Task item - The listing that follows must be given again in full and exactly.

Provided entries -
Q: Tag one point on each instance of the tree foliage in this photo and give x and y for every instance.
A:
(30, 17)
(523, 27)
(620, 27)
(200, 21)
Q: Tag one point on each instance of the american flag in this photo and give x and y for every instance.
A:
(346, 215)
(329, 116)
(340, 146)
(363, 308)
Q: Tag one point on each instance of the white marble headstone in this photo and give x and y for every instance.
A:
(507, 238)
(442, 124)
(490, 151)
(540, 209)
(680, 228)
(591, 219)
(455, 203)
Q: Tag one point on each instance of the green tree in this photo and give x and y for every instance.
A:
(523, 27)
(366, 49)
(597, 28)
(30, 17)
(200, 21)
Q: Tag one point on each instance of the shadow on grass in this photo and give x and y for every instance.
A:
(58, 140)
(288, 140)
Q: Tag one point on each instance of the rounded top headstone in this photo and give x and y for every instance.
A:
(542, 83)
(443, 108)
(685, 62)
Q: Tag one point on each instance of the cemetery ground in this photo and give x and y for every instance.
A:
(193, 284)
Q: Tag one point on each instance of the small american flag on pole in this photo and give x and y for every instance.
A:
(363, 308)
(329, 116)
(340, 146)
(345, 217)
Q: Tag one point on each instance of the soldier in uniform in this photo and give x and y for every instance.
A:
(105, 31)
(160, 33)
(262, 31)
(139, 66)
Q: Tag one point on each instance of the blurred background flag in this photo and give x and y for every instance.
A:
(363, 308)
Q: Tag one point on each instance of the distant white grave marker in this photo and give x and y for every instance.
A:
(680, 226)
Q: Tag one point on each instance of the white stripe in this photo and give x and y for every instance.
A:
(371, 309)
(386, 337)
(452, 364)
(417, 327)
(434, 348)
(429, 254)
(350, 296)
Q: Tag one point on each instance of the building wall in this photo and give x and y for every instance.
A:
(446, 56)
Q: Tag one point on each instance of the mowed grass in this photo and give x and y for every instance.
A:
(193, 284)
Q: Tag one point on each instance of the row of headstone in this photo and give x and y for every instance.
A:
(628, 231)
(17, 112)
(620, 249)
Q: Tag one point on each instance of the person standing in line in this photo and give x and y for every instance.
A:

The answer -
Q: Tag one point on each instance of the tree foliage in this photo and give x and y for every instance.
A:
(30, 17)
(523, 27)
(620, 27)
(200, 21)
Q: Tag one point on each instance of the american flag in this photo and give x and y for every instance.
A:
(346, 215)
(329, 116)
(340, 146)
(363, 308)
Q: Tag one point on each instance of the white marble headstone in this photo and give x and y for every instance.
A:
(507, 238)
(442, 124)
(490, 151)
(540, 209)
(680, 228)
(591, 219)
(455, 203)
Q: Tag one point on each instance of the green tree in this photo and give x and y for every instance.
A:
(523, 27)
(366, 49)
(597, 28)
(30, 17)
(200, 21)
Q: Tag one point on each instance of the shadow on grass in this photo and give x and y for every instance.
A:
(58, 140)
(288, 140)
Q: Tag one point on each instance of the rounded top headstone in this photo and give x and y for every instance.
A:
(542, 83)
(443, 108)
(685, 62)
Q: Tag one point on each instance of the cemetery ground in this photo and give x and y for every instance.
A:
(193, 284)
Q: Tag one point on each instance of the small american flag on pole in this photo and give x and y for every instance.
A:
(363, 308)
(329, 116)
(340, 146)
(345, 217)
Q: Tag one point on each instance of the soldier in uniform in this photo and give x and y for every instance.
A:
(105, 31)
(160, 33)
(262, 31)
(139, 66)
Q: Tag one point on each instance of the blurred background flag in this photo and give x and y for every instance.
A:
(363, 308)
Q: Tag one point on each instance of the distant white grave marker in this photo and give x and y for every instance.
A:
(680, 226)
Q: Tag one point on each instance of the white stripe in this photo and give x and y for every instance.
A:
(371, 309)
(386, 337)
(452, 364)
(417, 327)
(434, 348)
(429, 254)
(350, 296)
Q: Tag one point on each instance of the building wall in this photo and give x and y for every instance.
A:
(446, 56)
Q: Tag one point on each instance of the mowed grass in this photo and give x and y for every instance.
A:
(193, 284)
Q: Tag one point on each instance of the row of headstone in this photo and give x and y for every instance.
A:
(628, 231)
(17, 112)
(620, 249)
Q: Tag one point on each instance of the person standing in line in this photo and give x and y for every instance.
A:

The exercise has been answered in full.